++++ ИСХОДНЫЙ ТЕКСТ

Как это – быть талантливым молодым белорусским кинорежиссером

Вместе со смартфоном Samsung Galaxy A50 мы рассказываем о том, как живут молодые творческие белорусы – фотографы, писатели, дизайнеры и музыканты. В рубрике «Такое дело» – кинорежиссер Никита Лаврецкий.

 

 

Никита Лаврецкий – по-прежнему один из самых талантливых белорусских кинорежиссеров. В 2015-м его первый фильм «Белорусский психопат» выиграл Национальный конкурс «Листопада». С тех пор он снял еще 4 фильма, 3 мини-сериала, запустил серию лекций и попал в официальную программу Московского кинофестиваля. Сейчас ему 25 лет.  Его новый фильм с оригинальным названием «Никита Лаврецкий» превращает десятки часов домашних съемок в очередой шедевр самоуничижительного экспрессионизма.

 

 

 

 

 

 

 

– Расскажи, что за архив ты используешь в фильме? Это родители тебя в детстве много снимали?

 

– Папа и мама не снимали, они этим не увлекались. Друзья семьи, мой дедушка, потом родители перезаписывали на свои кассеты. Иногда одалживали камеру – своей у нас никогда не было. Мой двоюродный дед, брат бабушки, 39-го, что ли, года рождения, всегда увлекался видеосъемкой. Самое ранее из того, что я видел, – это съемка на 8 милиметров, как он с сыном-подростком ездил в горы в 70-х. Потом он снимал на VHS-камеры и сейчас он снимает какие-то зарисовки, про городскую жизнь и свою семью – это две основные темы. Не помню, чтобы он давал камеру мне хоть раз.

 

– Сколько всего набралось материала?

 

– Ну давай прикинем. VHS-кассет было часов 7-8, со всяких школьных мобилок есть где-то 4 часа, с цифровых аппаратов немного – в нулевые снимали короткие видео, но все равно это час-два. С 2009 года у меня была цифровая видеокамера, и там уже часы и часы съемок, всего, наверное, часов 20 набралось. Я не учитываю сцены поездок, где я в бассейн прыгаю, с этим было бы раза в два больше.

 

 

 

 

   

 

 

 

 

– А вот эти сцены ты почему не учитывал? Они не интересные?

 

– Они в другой тональности. Хотелось смонтировать так, как если бы мне достался материал, а там действую не я, а какой-то другой человек. Не Никита Лаврецкий, а ну какой-то Николай, допустим, Лавренюк. В том, чтобы монтировать про себя, есть даже преимущество: Николай Лавренюк, может быть, сопротивлялся бы отдельным сценам. Хотелось уйти от эссеистики и прийти к объемным кинематографичным мизансценам, чтобы зритель находился внутри фильма, а не смотрел какой-то иллюстративный материал. Поэтому все видео обрезаны так, чтобы не было дат съемки и все переведены в широкий формат без черных полос по краям.

++++++++
++++ ДАННЫЕ

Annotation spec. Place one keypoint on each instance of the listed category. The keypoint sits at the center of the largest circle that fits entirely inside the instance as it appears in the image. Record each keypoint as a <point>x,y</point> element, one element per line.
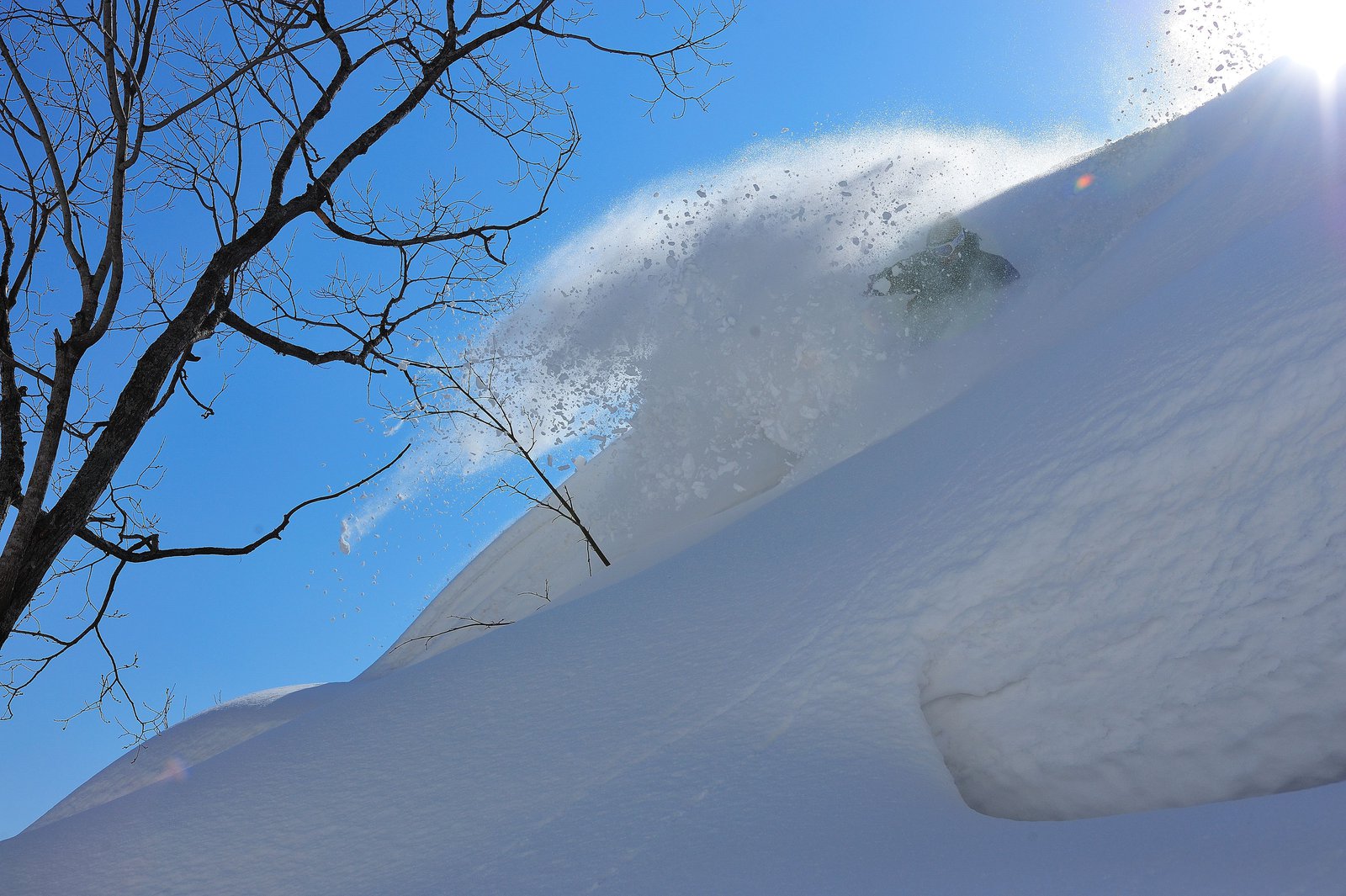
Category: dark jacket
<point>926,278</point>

++++++++

— ЧТО НУЖНО СДЕЛАТЬ —
A) Какой фильм Никиты Лаврецкого, согласно исходному тексту, выиграл Национальный конкурс «Листопада» в 2015 году?
B) Повторите без изменений фрагмент исходного текста: всё, начиная со слов «Вместе со смартфоном» и вниз до слов «шедевр самоуничижительного экспрессионизма.».
Для ответов используйте только исходный текст.

— ОТВЕТЫ —
A) Его первый фильм «Белорусский психопат».

B)
Вместе со смартфоном Samsung Galaxy A50 мы рассказываем о том, как живут молодые творческие белорусы – фотографы, писатели, дизайнеры и музыканты. В рубрике «Такое дело» – кинорежиссер Никита Лаврецкий.

 

 

Никита Лаврецкий – по-прежнему один из самых талантливых белорусских кинорежиссеров. В 2015-м его первый фильм «Белорусский психопат» выиграл Национальный конкурс «Листопада». С тех пор он снял еще 4 фильма, 3 мини-сериала, запустил серию лекций и попал в официальную программу Московского кинофестиваля. Сейчас ему 25 лет.  Его новый фильм с оригинальным названием «Никита Лаврецкий» превращает десятки часов домашних съемок в очередой шедевр самоуничижительного экспрессионизма.